INFORMATION GIVEN.
——————————

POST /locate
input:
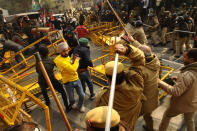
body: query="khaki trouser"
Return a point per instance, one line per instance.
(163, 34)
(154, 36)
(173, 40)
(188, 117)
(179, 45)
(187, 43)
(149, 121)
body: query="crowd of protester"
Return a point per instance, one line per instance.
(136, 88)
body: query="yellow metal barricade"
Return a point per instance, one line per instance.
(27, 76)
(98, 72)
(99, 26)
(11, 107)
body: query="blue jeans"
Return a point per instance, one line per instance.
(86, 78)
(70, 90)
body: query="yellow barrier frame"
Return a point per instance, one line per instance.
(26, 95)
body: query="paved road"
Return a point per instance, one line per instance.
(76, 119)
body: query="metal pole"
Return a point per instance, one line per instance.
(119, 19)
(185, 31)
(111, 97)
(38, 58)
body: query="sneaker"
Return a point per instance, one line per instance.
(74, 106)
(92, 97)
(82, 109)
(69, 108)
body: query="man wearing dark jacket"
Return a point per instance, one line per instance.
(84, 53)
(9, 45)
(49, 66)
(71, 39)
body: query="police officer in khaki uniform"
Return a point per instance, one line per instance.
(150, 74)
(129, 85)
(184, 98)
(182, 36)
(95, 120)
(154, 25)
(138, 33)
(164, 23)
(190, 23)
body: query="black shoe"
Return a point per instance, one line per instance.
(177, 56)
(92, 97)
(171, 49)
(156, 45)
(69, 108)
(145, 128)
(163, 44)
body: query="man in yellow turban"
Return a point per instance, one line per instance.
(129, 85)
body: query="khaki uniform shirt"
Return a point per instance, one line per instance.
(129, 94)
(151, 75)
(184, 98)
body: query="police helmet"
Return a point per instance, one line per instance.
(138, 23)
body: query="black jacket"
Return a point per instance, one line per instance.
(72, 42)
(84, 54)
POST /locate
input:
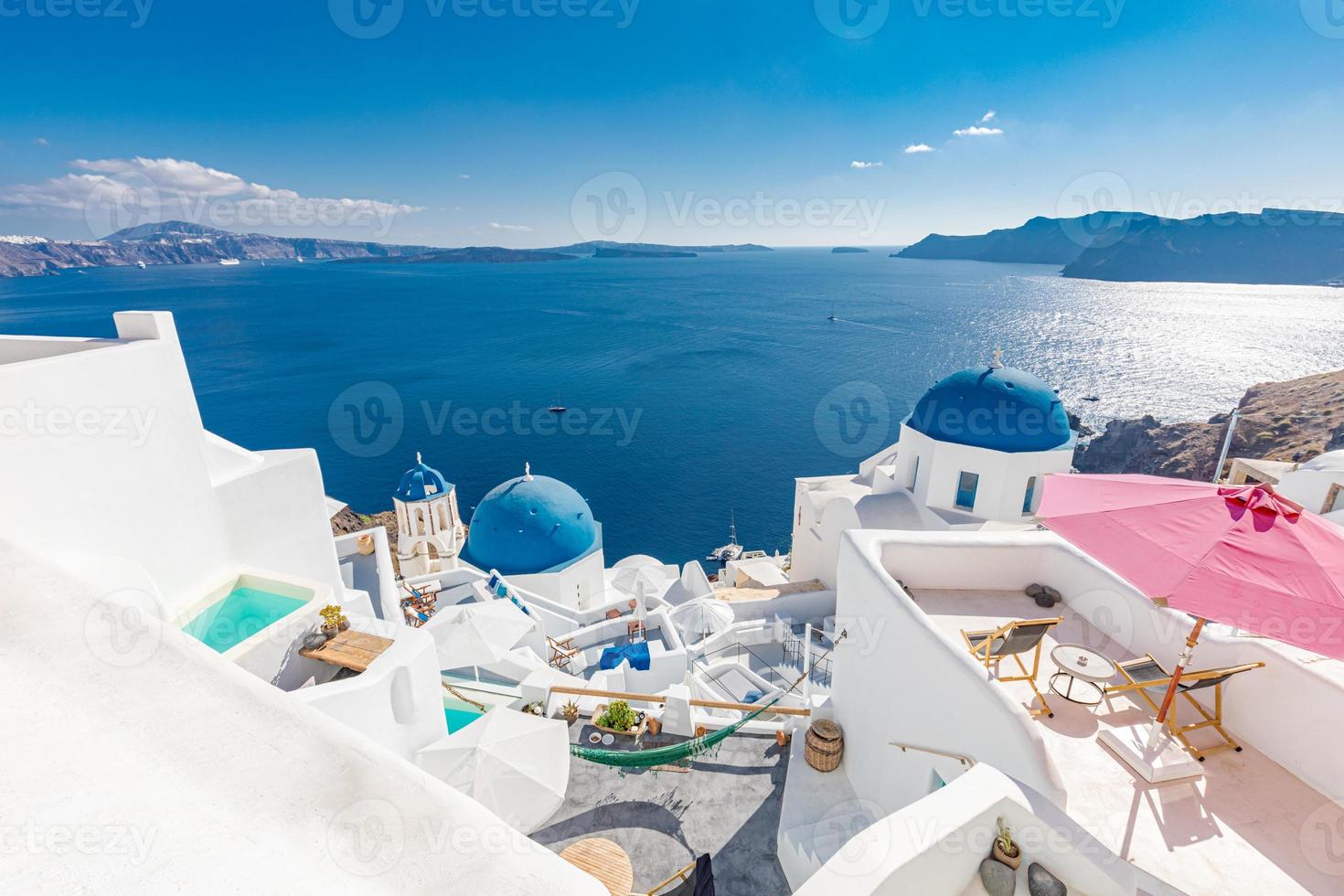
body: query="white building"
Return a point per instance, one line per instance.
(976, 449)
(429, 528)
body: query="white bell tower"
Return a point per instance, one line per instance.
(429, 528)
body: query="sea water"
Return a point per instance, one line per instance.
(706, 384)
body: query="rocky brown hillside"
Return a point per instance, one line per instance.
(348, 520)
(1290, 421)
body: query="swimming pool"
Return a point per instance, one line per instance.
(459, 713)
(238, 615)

——————————

INSTRUCTIONS TO FOLLOW. Word for word, restate all of the records. Exclude the pictures.

RESPONSE BOX.
POST /locate
input:
body: query="khaki trouser"
Return a point per instance, one line per instance.
(163, 34)
(154, 36)
(173, 40)
(188, 117)
(179, 45)
(187, 43)
(149, 121)
body: query="crowd of protester"
Return a point per instance, one line per instance.
(136, 88)
body: query="yellow metal barricade"
Return a point per instance, one line per instance.
(27, 76)
(98, 72)
(99, 26)
(11, 107)
body: query="blue jeans"
Return a point per instance, one line per instance.
(86, 78)
(70, 90)
body: query="yellow barrier frame"
Return a point per instance, one line per instance.
(26, 95)
body: query="paved road"
Return a point per instance, one line per instance.
(76, 119)
body: query="metal pole"
Return a point per instance, one line per instance.
(119, 19)
(185, 31)
(111, 97)
(38, 58)
body: query="sneaker"
Return a point per instance, one line per instance.
(74, 106)
(92, 97)
(82, 109)
(69, 108)
body: query="man wearing dark jacket"
Return a point per instance, one line per instance.
(84, 53)
(9, 45)
(49, 66)
(71, 39)
body: query="police officer in khaki uniform"
Return a point per instance, one line per instance.
(150, 74)
(129, 85)
(184, 98)
(182, 36)
(95, 120)
(154, 25)
(138, 33)
(164, 23)
(190, 23)
body: query="black shoe"
Return a point per instance, one line per instance.
(177, 56)
(92, 97)
(171, 49)
(156, 45)
(69, 108)
(145, 128)
(163, 44)
body: query="man in yellow turban"
Return a point per instance, one line per instance.
(129, 85)
body: query="khaki uniform shirt"
Return a point per instance, one line per instance.
(129, 94)
(151, 75)
(184, 98)
body: query="police helmet"
Return a point per instance, one line per instance.
(138, 23)
body: query="black jacket"
Return a point per instance, one line per instance.
(72, 42)
(84, 54)
POST /locate
input:
body: query="white building"
Return a point per instance, one line per instance.
(976, 449)
(429, 528)
body: query="white bell tower"
Return a point per instance, one line per instance.
(429, 528)
body: query="sea water"
Return a point per instance, one line per instance.
(706, 384)
body: query="rocky brown hillside"
Return a point per instance, one line per instance.
(348, 520)
(1290, 421)
body: query="swimming pool"
Return a point per instance, one line per instance.
(459, 713)
(238, 615)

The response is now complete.